[Objective] Transcribe the rows word for word, from the start of the rows through the line that contains "109 114 L 109", inclusive. Leave the pictures out of your answer.

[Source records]
::::

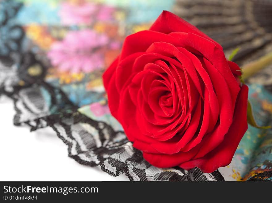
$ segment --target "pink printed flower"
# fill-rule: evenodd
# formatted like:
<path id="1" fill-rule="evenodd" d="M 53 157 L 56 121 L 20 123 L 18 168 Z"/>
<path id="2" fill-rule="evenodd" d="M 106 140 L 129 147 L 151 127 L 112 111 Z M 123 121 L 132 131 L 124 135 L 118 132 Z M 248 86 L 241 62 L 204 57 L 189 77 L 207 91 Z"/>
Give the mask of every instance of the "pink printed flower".
<path id="1" fill-rule="evenodd" d="M 91 30 L 72 31 L 53 44 L 48 56 L 62 70 L 89 72 L 104 66 L 103 48 L 108 41 L 106 36 Z"/>
<path id="2" fill-rule="evenodd" d="M 90 24 L 94 19 L 106 21 L 112 18 L 114 9 L 108 6 L 86 2 L 78 3 L 64 2 L 59 13 L 62 22 L 65 25 Z"/>
<path id="3" fill-rule="evenodd" d="M 109 114 L 109 109 L 108 105 L 102 105 L 99 102 L 90 105 L 91 110 L 97 116 L 100 116 L 105 114 Z"/>

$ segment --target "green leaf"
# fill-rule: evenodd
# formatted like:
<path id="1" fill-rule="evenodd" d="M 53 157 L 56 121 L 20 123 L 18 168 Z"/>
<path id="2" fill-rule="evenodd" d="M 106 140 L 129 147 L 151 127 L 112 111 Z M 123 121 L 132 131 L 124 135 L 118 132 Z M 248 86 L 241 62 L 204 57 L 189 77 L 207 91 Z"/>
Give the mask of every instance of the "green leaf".
<path id="1" fill-rule="evenodd" d="M 237 48 L 233 50 L 230 56 L 229 57 L 228 60 L 232 60 L 232 59 L 233 58 L 233 57 L 234 57 L 234 56 L 235 56 L 235 55 L 237 54 L 237 53 L 238 53 L 240 50 L 240 47 L 237 47 Z"/>
<path id="2" fill-rule="evenodd" d="M 270 126 L 260 126 L 258 125 L 253 116 L 253 111 L 251 104 L 249 100 L 248 100 L 248 108 L 247 111 L 248 123 L 253 127 L 260 129 L 268 129 L 271 127 Z"/>

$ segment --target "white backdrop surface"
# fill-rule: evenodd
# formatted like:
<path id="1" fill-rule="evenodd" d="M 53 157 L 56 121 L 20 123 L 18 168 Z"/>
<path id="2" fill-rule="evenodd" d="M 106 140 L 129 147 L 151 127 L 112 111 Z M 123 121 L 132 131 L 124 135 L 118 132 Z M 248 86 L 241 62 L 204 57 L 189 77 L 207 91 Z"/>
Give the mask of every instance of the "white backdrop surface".
<path id="1" fill-rule="evenodd" d="M 67 146 L 49 128 L 30 132 L 13 125 L 11 100 L 0 99 L 0 181 L 123 181 L 98 167 L 81 165 L 68 156 Z"/>

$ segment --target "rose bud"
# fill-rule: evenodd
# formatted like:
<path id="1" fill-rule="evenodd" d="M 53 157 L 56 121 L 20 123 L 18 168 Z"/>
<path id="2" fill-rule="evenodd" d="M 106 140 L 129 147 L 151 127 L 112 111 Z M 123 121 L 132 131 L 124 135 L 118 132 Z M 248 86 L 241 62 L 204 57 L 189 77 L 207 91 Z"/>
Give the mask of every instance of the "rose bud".
<path id="1" fill-rule="evenodd" d="M 248 128 L 240 70 L 218 43 L 164 11 L 126 37 L 103 79 L 111 113 L 147 162 L 211 172 L 230 163 Z"/>

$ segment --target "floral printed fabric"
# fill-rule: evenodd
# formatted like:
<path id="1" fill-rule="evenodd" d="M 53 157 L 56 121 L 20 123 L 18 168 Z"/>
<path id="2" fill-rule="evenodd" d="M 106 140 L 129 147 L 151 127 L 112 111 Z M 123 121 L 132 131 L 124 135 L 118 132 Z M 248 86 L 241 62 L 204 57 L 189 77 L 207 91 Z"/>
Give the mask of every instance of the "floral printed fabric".
<path id="1" fill-rule="evenodd" d="M 126 36 L 148 28 L 163 10 L 174 7 L 173 0 L 162 1 L 2 0 L 0 94 L 14 98 L 16 90 L 41 85 L 35 96 L 48 107 L 39 107 L 43 113 L 33 120 L 79 108 L 122 131 L 110 113 L 102 74 Z M 249 97 L 257 120 L 271 125 L 272 82 L 255 83 Z M 271 130 L 249 126 L 231 163 L 219 169 L 225 180 L 272 180 L 271 136 Z"/>

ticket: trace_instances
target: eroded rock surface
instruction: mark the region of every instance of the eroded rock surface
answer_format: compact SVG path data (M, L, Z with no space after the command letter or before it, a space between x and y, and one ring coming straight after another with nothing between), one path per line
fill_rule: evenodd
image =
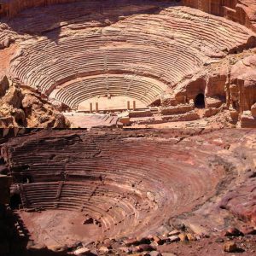
M3 76L0 80L0 127L67 128L69 122L29 88Z
M31 248L164 253L210 236L222 250L255 231L255 143L253 129L41 131L1 155Z

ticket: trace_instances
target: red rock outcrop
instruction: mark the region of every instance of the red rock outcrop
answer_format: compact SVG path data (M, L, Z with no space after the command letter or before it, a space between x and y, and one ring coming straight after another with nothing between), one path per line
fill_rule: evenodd
M231 105L241 116L241 127L256 127L256 55L234 65L230 91Z
M47 101L4 76L0 80L0 127L67 128L69 122Z
M253 129L41 131L1 156L28 247L65 251L181 222L201 236L254 224L255 139Z
M254 0L182 0L184 5L224 16L256 32Z

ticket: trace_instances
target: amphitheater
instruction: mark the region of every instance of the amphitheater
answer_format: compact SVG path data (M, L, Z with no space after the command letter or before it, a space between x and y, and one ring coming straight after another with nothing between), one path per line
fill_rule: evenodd
M233 234L237 253L253 255L255 147L254 129L5 131L0 170L12 177L17 234L3 255L147 255L131 244L154 240L163 255L219 255L214 240L230 227L244 234ZM181 249L173 230L189 238Z
M219 116L255 127L253 0L0 4L2 78L74 127L212 125ZM38 110L23 102L9 103L19 114L3 113L2 126L44 127L26 120Z
M0 256L255 255L255 127L254 0L0 0Z

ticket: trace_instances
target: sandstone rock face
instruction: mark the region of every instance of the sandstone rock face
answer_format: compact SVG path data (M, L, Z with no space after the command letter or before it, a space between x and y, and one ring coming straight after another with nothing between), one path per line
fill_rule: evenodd
M64 116L36 93L21 88L7 77L3 77L0 82L0 127L69 126Z
M61 3L66 3L54 4ZM234 18L239 6L247 16L253 15L253 11L249 9L253 9L253 4L247 2L247 9L243 1L240 5L222 3L117 1L118 8L106 3L106 11L99 14L102 5L98 2L9 1L12 9L9 15L16 17L0 22L3 70L10 78L19 79L22 85L38 92L42 98L49 98L61 111L69 111L71 120L80 119L81 109L98 113L99 106L92 110L90 101L98 101L93 102L93 106L99 103L101 113L135 110L131 111L129 120L121 119L125 125L208 119L229 108L230 93L232 101L236 101L236 82L230 84L230 62L232 58L244 59L247 50L256 45L255 33L248 23L241 26ZM30 9L32 6L38 8ZM240 13L237 15L243 19ZM148 20L150 26L145 26L144 20ZM254 95L249 92L253 82L241 79L245 81L242 94L247 102L239 104L248 105L244 111L250 111L255 103ZM198 104L200 96L202 102ZM119 101L125 102L127 97L131 102L119 109ZM119 100L113 100L114 106L108 108L112 98ZM31 107L27 102L25 97L23 104L29 108L28 113ZM136 113L136 106L146 110ZM239 107L232 108L232 125L246 119L247 124L251 122L251 116L242 116ZM207 110L198 113L195 108ZM17 119L24 119L22 113L17 115ZM50 123L44 114L40 115L39 123ZM245 121L241 123L247 125ZM80 124L84 125L82 121Z
M224 16L256 32L256 3L254 0L182 0L184 5L214 15Z
M256 127L256 55L232 67L230 91L232 107L241 114L241 126Z
M235 253L237 250L237 246L234 241L227 241L224 243L223 249L224 252Z

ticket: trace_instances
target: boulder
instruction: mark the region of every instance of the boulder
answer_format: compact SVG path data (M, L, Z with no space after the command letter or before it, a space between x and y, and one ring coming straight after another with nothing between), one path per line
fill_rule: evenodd
M74 255L90 255L90 250L87 247L81 247L73 252Z
M227 253L236 253L237 246L234 241L227 241L224 244L223 250Z

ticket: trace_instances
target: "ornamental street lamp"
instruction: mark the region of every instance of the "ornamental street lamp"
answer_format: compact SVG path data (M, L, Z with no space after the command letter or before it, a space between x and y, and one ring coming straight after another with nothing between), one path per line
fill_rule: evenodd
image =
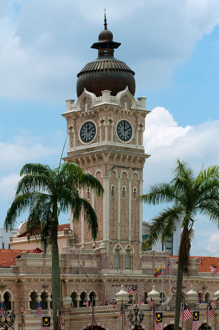
M7 330L7 329L13 329L13 330L14 330L14 328L12 326L14 323L15 320L15 315L13 313L13 311L11 312L11 314L9 315L10 319L9 320L7 319L7 317L9 317L8 314L9 314L8 307L5 306L4 308L3 313L4 314L5 319L2 320L2 315L0 315L0 329L3 328L5 329L5 330Z
M134 313L132 312L130 312L128 314L128 318L129 318L130 322L131 323L131 325L130 326L130 328L131 328L132 325L134 325L135 330L137 330L138 325L140 324L143 322L145 316L145 314L142 312L141 312L139 314L139 309L137 305L135 305L135 307L133 310L133 311ZM139 318L139 321L138 320L138 317ZM135 320L133 321L133 318L134 316L135 316Z

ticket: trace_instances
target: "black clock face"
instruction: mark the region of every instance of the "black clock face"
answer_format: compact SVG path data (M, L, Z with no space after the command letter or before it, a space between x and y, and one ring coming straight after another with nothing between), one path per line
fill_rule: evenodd
M131 125L125 119L123 119L118 123L116 131L119 137L124 142L129 141L132 137L132 128Z
M94 140L96 135L96 126L93 121L84 123L80 131L80 136L83 142L88 143Z

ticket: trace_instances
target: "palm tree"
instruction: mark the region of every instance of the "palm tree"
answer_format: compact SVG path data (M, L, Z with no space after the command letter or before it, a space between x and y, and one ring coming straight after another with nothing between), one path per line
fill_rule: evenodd
M149 235L143 248L151 248L158 239L161 242L172 237L176 227L182 229L179 249L174 330L178 330L183 273L189 276L191 242L194 235L192 227L197 214L207 217L219 229L219 166L209 166L195 176L185 162L176 160L174 178L169 183L156 183L148 193L139 196L141 202L150 205L171 203L152 221Z
M16 219L28 211L26 232L28 241L34 237L41 242L45 252L52 252L52 288L53 326L58 330L56 312L60 297L59 250L57 244L58 217L60 212L71 211L74 221L78 221L83 212L88 230L95 240L98 233L96 215L92 206L79 195L86 188L101 197L104 190L100 183L85 173L75 163L64 163L51 168L41 164L27 164L20 171L22 178L17 186L15 197L8 211L4 227L14 228Z

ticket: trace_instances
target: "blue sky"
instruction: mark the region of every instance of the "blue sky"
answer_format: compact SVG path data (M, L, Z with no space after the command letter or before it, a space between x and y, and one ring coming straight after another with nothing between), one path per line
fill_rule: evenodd
M59 162L66 137L60 114L65 100L76 98L77 74L97 57L90 47L103 28L104 6L108 27L122 44L115 57L135 71L135 97L147 96L151 111L144 191L170 180L177 157L197 172L203 163L219 163L217 1L2 0L1 226L22 165ZM145 206L144 219L159 208ZM200 216L196 223L192 253L219 255L215 226Z

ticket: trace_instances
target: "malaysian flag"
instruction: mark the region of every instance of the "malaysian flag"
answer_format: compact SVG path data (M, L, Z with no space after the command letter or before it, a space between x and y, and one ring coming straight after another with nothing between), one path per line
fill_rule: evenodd
M25 322L24 321L24 314L25 314L25 311L24 309L22 306L22 302L21 298L20 298L20 316L21 318L21 322L22 325L25 325Z
M163 313L158 312L156 313L156 320L155 323L155 330L162 330L162 319L163 318Z
M37 309L38 310L38 316L42 316L42 303L37 303Z
M193 312L193 320L192 321L192 330L198 330L199 327L199 312L198 311Z
M50 330L50 316L43 316L42 330Z
M206 258L204 258L204 259L200 259L200 260L199 260L199 261L200 262L201 266L202 266L202 265L203 265L203 261L204 261L204 260L205 260L205 259Z
M214 264L213 264L210 266L209 266L209 268L212 269L213 271L213 274L216 274L217 273L217 266Z
M129 294L129 296L131 296L132 295L134 294L134 293L136 293L137 291L137 287L136 285L134 286L133 286L132 288L131 289L129 289L129 290L128 290L128 293Z
M208 301L208 303L207 304L207 308L206 308L206 310L205 312L205 315L206 315L207 313L208 307L208 314L209 317L213 317L213 316L215 316L216 315L215 312L211 307L211 305L210 301Z
M123 306L121 305L121 309L120 310L120 317L124 321L124 325L125 326L126 325L126 320L125 319L125 312L124 311L124 308L123 308Z
M167 268L166 269L166 272L165 272L166 274L168 274L168 273L170 273L170 270L171 268L171 265L170 264L170 260L169 261L169 262L167 264Z
M95 311L94 309L94 306L93 307L93 323L95 325L97 325L95 318Z
M0 304L0 307L1 307L1 312L0 312L0 314L3 317L4 316L4 312L3 311L3 309L4 308L4 303L1 303Z
M204 301L204 297L205 297L205 284L203 285L203 289L202 290L202 302Z
M182 305L182 308L181 307L181 310L180 312L180 319L181 321L182 321L182 319L184 321L186 321L186 320L188 320L189 318L191 318L191 317L192 317L192 314L190 312L190 311L186 305L185 304L185 303L184 302L184 314L183 315L183 304Z
M63 321L62 319L62 313L61 313L61 310L60 309L60 307L59 306L59 303L58 302L58 308L57 309L57 313L56 313L56 315L59 318L59 326L63 327Z

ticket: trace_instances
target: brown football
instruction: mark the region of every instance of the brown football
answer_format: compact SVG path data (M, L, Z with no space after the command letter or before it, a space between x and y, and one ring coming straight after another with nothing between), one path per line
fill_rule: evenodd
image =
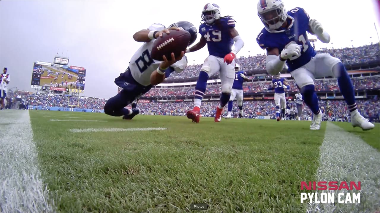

::::

[Output for this task]
$ segment --target "pink printed flower"
# fill-rule: evenodd
# formatted like:
<path id="1" fill-rule="evenodd" d="M 53 157 L 56 121 L 20 123 L 18 168 Z"/>
<path id="2" fill-rule="evenodd" d="M 106 140 L 129 147 L 151 127 L 112 111 Z M 123 121 L 132 131 L 124 135 L 118 132 Z M 248 86 L 241 62 L 204 57 L 189 77 L 207 91 Z"/>
Give the mask of every instance of the "pink printed flower".
<path id="1" fill-rule="evenodd" d="M 91 30 L 72 31 L 53 44 L 48 56 L 62 70 L 89 72 L 104 66 L 103 48 L 108 41 L 106 36 Z"/>
<path id="2" fill-rule="evenodd" d="M 90 24 L 94 19 L 106 21 L 112 18 L 114 9 L 108 6 L 86 2 L 78 3 L 64 2 L 59 13 L 62 22 L 65 25 Z"/>
<path id="3" fill-rule="evenodd" d="M 109 114 L 109 109 L 108 105 L 102 105 L 99 102 L 90 105 L 91 110 L 97 116 L 100 116 L 105 114 Z"/>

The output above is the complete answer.